* [Dataset extract]:
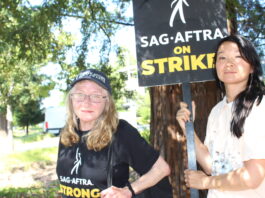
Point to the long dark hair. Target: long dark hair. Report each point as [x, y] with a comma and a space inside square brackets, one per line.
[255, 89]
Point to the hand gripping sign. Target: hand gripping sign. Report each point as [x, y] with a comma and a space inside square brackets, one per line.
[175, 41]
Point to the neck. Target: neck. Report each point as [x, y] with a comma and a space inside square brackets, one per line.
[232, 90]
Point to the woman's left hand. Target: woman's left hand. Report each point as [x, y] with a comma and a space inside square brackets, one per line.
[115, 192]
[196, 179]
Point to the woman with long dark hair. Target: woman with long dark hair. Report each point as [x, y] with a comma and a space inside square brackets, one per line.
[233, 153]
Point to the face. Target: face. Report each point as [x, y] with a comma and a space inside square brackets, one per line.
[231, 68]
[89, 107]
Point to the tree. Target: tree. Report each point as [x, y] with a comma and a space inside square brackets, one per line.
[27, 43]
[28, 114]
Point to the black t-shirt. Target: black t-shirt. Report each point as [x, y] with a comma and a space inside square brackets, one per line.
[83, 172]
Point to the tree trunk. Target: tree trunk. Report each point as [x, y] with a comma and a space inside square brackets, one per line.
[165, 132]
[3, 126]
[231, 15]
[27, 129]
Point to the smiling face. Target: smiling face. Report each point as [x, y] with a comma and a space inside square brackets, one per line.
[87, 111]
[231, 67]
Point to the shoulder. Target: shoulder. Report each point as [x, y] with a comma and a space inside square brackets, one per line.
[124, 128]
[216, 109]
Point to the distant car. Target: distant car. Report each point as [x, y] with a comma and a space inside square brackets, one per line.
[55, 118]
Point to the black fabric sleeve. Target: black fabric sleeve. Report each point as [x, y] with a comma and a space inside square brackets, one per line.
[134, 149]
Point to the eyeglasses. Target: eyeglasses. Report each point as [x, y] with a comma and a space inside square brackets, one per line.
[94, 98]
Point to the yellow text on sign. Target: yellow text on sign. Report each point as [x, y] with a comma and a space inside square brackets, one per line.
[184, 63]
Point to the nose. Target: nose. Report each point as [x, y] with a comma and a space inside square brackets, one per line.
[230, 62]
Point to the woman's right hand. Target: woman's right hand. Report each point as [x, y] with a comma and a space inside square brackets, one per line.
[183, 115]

* [Directions]: Everything in the entries above should be written out again exactly, except the images.

* [Expected output]:
Point to the long dark hair. Target: long dark hair. Report each point as [x, y] with a comma and a space inside square brackets, one per line.
[255, 89]
Point to the hand gripping sign. Target: hand gripping sign. Report each point as [x, y] with a comma and a space inside square brackets, one per line.
[175, 41]
Point to the neck. Target: neck. Report each point as [x, y] with a comma and a space inside square brackets, one per line.
[232, 90]
Point to the woman's left hand. Target: woman's left hand. Report each point as [x, y] with a comma and a space inside square brackets, one per line.
[115, 192]
[196, 179]
Point to the woman with long dark hair. Target: woman with long dark hair. Report each point as [x, y] with a comma and a space inside square brackets, one per line.
[233, 153]
Point to the face. Target: face. Report each point as [x, y] with a comma and a space inside square brackets, one per line.
[231, 68]
[89, 107]
Point to the tree. Target: tree. Report each point as [x, y] with a comma and a space inside square brackets, one per line.
[27, 43]
[28, 114]
Point to the black t-shirt. Target: black t-shirt. Report each point as [x, y] with a comma and a space inside square brackets, one per line.
[83, 172]
Point to the tree trunk. Target: tree trunk. Report each point as [x, y] with a comma and a space inside square brackets, one per line.
[165, 132]
[3, 126]
[231, 15]
[27, 129]
Point to the smiling face. Target: smiling face. Report each point as [x, y] with a comma and a space inside square brackets, one per line.
[87, 111]
[231, 67]
Point to the shoulder. Target: shoulder. Report each point as [x, y] with a comma and a space inside square brackets, one per line.
[124, 128]
[216, 109]
Point to the distant car. Target: distant car. Report each point as [x, y] with a comma and a space inside square brackets, one per line.
[55, 118]
Point to the black fabric sleeve. Target: black fabric sleeve. Report each point as [x, y] with a comma and a space inside square brackets, one per line.
[134, 149]
Point to the eyeglasses. Target: eyeglasses. Report each point as [x, y] with a comma and a space inside square brackets, one per line.
[94, 98]
Point to the yellow text on sign. Target: yellow text on sign. Report each point as [x, y] with a comma and a space inside square brackets, one per line.
[184, 63]
Point to the nose. Target: nose. Report each point as [x, y] with a comma and a space inside square brackets, one per line.
[230, 62]
Point to the woman's right hand. Target: woman's right hand. Report each point as [x, y] with a comma and a space inside square brackets, one per line.
[183, 115]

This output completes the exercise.